▶ INPUT
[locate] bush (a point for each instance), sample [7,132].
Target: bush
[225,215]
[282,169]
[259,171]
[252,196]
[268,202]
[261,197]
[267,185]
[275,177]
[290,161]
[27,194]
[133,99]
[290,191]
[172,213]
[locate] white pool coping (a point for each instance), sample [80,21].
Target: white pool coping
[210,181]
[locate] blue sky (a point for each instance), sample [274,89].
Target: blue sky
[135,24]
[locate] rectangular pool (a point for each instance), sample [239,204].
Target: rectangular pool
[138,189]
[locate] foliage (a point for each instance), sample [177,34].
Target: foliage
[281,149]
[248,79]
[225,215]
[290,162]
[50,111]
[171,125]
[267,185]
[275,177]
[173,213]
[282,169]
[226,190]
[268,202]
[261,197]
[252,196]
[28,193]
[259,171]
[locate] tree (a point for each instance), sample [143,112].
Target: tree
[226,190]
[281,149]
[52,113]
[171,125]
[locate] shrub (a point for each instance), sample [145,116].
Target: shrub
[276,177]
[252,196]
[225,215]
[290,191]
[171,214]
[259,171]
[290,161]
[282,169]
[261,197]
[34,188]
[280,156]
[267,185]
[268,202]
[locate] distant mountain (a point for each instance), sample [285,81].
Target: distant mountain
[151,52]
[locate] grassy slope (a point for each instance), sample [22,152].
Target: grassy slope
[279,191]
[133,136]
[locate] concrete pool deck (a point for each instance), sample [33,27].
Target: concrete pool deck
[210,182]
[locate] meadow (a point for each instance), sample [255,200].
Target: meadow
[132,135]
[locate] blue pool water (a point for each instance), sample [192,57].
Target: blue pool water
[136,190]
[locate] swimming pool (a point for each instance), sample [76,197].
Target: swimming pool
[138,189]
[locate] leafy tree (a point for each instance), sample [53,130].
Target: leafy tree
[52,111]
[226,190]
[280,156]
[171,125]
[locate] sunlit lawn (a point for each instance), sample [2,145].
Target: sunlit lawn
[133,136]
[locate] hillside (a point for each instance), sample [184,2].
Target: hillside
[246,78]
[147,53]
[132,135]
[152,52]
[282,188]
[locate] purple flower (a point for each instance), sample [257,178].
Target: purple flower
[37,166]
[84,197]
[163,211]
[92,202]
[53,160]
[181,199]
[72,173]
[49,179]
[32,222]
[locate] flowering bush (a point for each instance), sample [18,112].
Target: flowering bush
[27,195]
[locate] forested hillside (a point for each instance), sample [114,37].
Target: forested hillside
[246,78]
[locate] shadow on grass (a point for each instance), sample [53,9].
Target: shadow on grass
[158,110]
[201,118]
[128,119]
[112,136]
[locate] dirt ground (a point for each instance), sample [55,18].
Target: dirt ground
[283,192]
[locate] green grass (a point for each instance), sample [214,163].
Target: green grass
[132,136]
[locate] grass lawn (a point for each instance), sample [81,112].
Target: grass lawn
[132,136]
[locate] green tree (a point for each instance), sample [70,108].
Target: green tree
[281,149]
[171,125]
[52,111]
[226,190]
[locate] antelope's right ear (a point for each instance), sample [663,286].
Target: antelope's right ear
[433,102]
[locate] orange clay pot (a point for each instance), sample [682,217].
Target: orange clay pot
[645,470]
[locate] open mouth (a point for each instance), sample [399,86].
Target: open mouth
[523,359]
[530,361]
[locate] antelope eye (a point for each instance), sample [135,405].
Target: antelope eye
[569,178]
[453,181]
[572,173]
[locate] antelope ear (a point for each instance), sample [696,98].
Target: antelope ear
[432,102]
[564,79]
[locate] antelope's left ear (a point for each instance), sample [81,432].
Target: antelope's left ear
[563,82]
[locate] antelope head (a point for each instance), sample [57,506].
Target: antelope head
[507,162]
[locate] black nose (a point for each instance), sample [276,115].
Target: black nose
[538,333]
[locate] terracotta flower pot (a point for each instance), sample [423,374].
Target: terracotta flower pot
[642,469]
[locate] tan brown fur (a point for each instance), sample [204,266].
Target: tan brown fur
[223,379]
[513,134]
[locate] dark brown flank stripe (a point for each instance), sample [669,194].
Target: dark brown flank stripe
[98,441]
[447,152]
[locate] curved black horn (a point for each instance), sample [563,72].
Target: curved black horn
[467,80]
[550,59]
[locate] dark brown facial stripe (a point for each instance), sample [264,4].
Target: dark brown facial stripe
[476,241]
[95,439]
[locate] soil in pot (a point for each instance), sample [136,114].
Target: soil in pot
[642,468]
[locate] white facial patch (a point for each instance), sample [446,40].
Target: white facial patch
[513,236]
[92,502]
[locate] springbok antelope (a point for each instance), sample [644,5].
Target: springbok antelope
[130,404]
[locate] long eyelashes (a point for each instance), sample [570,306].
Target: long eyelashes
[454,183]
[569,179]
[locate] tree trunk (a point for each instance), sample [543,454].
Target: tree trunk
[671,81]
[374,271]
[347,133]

▶ DIRECTIVE
Rewrite every row above with "a point for each instance" replaced by "one point per instance" wherever it occurs, leaving all other text unchanged.

▶ FINAL ANSWER
[locate] bush (one point per instance), sample [7,132].
Target: bush
[225,215]
[282,169]
[259,171]
[252,196]
[268,202]
[261,197]
[267,185]
[275,177]
[290,161]
[27,194]
[133,99]
[290,191]
[172,213]
[locate] white pool coping (one point per instance), sample [80,21].
Target: white pool coping
[210,181]
[locate] blue sky (one point per instance), sample [274,89].
Target: blue sky
[135,24]
[locate] rectangular pool (one point per instance), sample [239,204].
Target: rectangular pool
[138,189]
[locate] foliage (one point per instance), sample [177,34].
Target: foliage
[281,149]
[248,79]
[225,215]
[290,162]
[50,111]
[171,125]
[267,185]
[275,177]
[173,213]
[282,169]
[226,190]
[268,202]
[261,197]
[252,196]
[28,193]
[259,171]
[locate] tree (one point per instance), sample [143,112].
Target: tree
[226,190]
[281,149]
[52,113]
[171,125]
[locate] shrub (one point per instance), sample [145,116].
Target: shrub
[276,177]
[252,196]
[225,215]
[290,191]
[171,214]
[259,171]
[290,161]
[282,169]
[261,197]
[34,188]
[280,156]
[267,185]
[268,202]
[locate] distant mountain (one point per instance), sample [285,81].
Target: distant mountain
[151,52]
[locate] grassy slope (one point per instance), sample [22,152].
Target: grassy slope
[279,191]
[133,136]
[locate] concrete pool deck (one point per instance), sample [33,27].
Target: concrete pool deck
[210,182]
[locate] meadow (one point per instance), sample [255,200].
Target: meadow
[132,135]
[locate] blue pool water (one point per instance), sample [192,57].
Target: blue pool water
[136,190]
[locate] swimming pool (one point per instance), sample [76,197].
Target: swimming pool
[138,189]
[locate] leafy tree (one point per instance), sample [53,130].
Target: leafy tree
[52,111]
[226,190]
[280,156]
[171,125]
[locate] sunlit lawn (one point per instance), sample [2,145].
Target: sunlit lawn
[133,136]
[locate] hillside (one point per instance), sample [184,2].
Target: hillside
[246,78]
[147,53]
[132,135]
[152,52]
[282,188]
[locate] purple flower (one point per instance), sample [257,178].
Target: purple flower
[37,166]
[84,197]
[163,211]
[92,202]
[53,160]
[181,199]
[72,173]
[49,179]
[32,222]
[locate] flowering bush (one point per instance), sample [18,112].
Target: flowering bush
[27,195]
[locate] forested hillside (one point per instance), sample [114,37].
Target: forested hillside
[246,78]
[locate] shadow on grass (one point per instance), sample [53,9].
Target: shadow on grass
[158,110]
[201,118]
[128,119]
[112,136]
[locate] dirt ground (one point per instance), sample [55,18].
Target: dirt ground
[283,192]
[locate] green grass (one point per instance), sample [214,163].
Target: green grass
[132,136]
[locate] grass lawn (one point per instance), sample [81,112].
Target: grass lawn
[132,136]
[locate] green tree (one point per instance), sample [70,108].
Target: green tree
[281,149]
[171,125]
[52,111]
[226,190]
[locate] antelope's right ear (one point per instance), sample [663,286].
Target: antelope's right ear
[433,102]
[locate] orange clay pot (one point per instance), sample [682,217].
Target: orange clay pot
[645,470]
[locate] open mouth (one point per instance), sample [399,86].
Target: open mouth
[523,359]
[530,361]
[locate] antelope eye (one point per instance), sample [135,405].
Target: antelope eye
[569,178]
[453,181]
[572,173]
[locate] antelope ear (one point per instance), sample [696,98].
Target: antelope ear
[432,102]
[564,79]
[locate] antelope's left ear (one point per instance), sample [81,432].
Target: antelope's left ear
[563,82]
[locate] antelope head (one point per instance), sample [57,506].
Target: antelope head
[507,162]
[locate] black nose (one point per instance), sample [276,115].
Target: black nose
[538,333]
[locate] terracotta flower pot (one point per instance), sample [423,374].
Target: terracotta flower pot
[642,469]
[locate] tan brown fur (one point per instance), sample [204,266].
Target: tan brown fur
[223,379]
[513,134]
[locate] dark brown flank stripe (one point per instance), sample [669,194].
Target: dark brown flank stripe
[98,441]
[447,152]
[locate] curved black horn (one point per instance), sample [563,72].
Target: curved black horn
[467,80]
[550,59]
[locate] dark brown facial stripe (one point per instance), sample [264,4].
Target: dark brown facial stripe
[476,241]
[95,439]
[locate] soil in pot (one point per instance), sample [136,114].
Target: soil in pot
[642,468]
[locate] white facial patch (one point per instance), sample [446,40].
Target: white facial patch
[513,236]
[92,502]
[locate] springbok antelope (one point per instance), sample [644,5].
Target: springbok antelope
[130,404]
[locate] long eyelashes (one point per instance), sample [570,306].
Target: long eyelashes
[454,183]
[569,179]
[locate] tree trunk (one point per instance), sample [543,454].
Target: tree trunk
[671,81]
[374,271]
[347,133]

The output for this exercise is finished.